Goal: Reproduce every line in the part that opens with the line containing "Tag a single point on each instance of the low" and closes with the line containing "Target: man in hat standing on platform", both included and requests and all, scaling each x and y coordinate in the answers by 2.25 and rounding it to a whole number, with halves rounded up. Return only those lines.

Data shown:
----
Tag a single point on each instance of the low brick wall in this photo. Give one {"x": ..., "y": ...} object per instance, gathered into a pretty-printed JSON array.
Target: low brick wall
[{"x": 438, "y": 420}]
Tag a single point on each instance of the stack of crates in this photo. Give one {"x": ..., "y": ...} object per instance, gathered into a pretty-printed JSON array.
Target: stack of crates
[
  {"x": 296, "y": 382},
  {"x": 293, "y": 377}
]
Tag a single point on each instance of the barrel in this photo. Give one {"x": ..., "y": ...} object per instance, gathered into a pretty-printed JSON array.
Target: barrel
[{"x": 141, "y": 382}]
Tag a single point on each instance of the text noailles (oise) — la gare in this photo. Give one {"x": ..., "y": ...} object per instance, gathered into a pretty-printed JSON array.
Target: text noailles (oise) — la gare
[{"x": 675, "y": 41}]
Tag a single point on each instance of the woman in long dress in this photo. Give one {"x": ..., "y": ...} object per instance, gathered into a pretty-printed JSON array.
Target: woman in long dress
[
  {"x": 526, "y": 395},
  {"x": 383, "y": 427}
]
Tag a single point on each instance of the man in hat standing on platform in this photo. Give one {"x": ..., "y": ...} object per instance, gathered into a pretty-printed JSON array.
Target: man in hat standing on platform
----
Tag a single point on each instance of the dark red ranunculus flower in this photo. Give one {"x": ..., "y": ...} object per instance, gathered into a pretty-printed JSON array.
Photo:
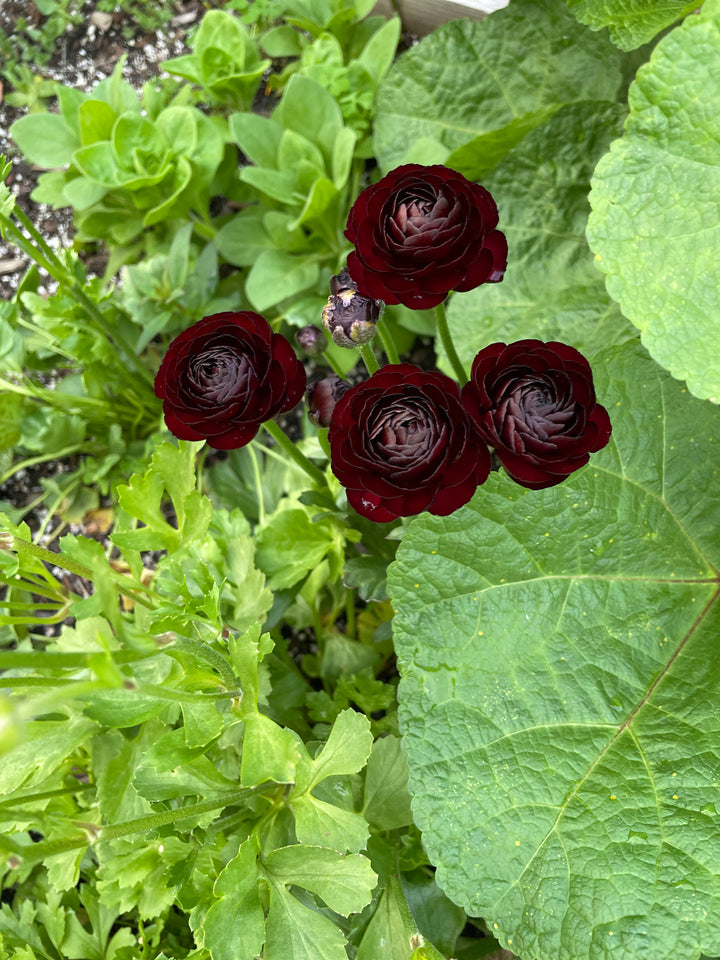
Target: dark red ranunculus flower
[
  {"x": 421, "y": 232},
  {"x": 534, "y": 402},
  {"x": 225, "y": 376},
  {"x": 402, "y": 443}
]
----
Response to this task:
Tag a single point on each instance of the low brick wall in this photo. Give one {"x": ..., "y": ...} object per instance, gathered into a pretty-printed JSON array.
Target: low brick wall
[{"x": 986, "y": 945}]
Tag a single point on each instance of the stack of crates in this photo. Give one {"x": ..., "y": ...} object per instance, gathered into a pretty-printed JSON array.
Target: stack of crates
[
  {"x": 666, "y": 860},
  {"x": 659, "y": 848}
]
Tag a single point on each instance of the barrel in this photo. Give one {"x": ..., "y": ...} object per instance, gathered into a pretty-printed JSON array.
Target: barrel
[{"x": 317, "y": 860}]
Tag a single point on each instance of the text noailles (oise) — la gare in this photo. Give one {"x": ..., "y": ...} object per instance, gathered into a pretty-printed JSON array.
Target: text noailles (oise) — la gare
[{"x": 1519, "y": 92}]
Tag a single point on each instance of the woman in long dress in this photo. Give one {"x": ..., "y": ...} object per instance, gathered into a pretty-printed JSON array.
Target: woman in long dress
[
  {"x": 1184, "y": 889},
  {"x": 862, "y": 961}
]
Tag a single point on each instance of the man in hat standing on platform in this photo. Give one {"x": ..., "y": ...} object per instance, gathered into a pretty-printed JSON array.
Target: man in hat standing on platform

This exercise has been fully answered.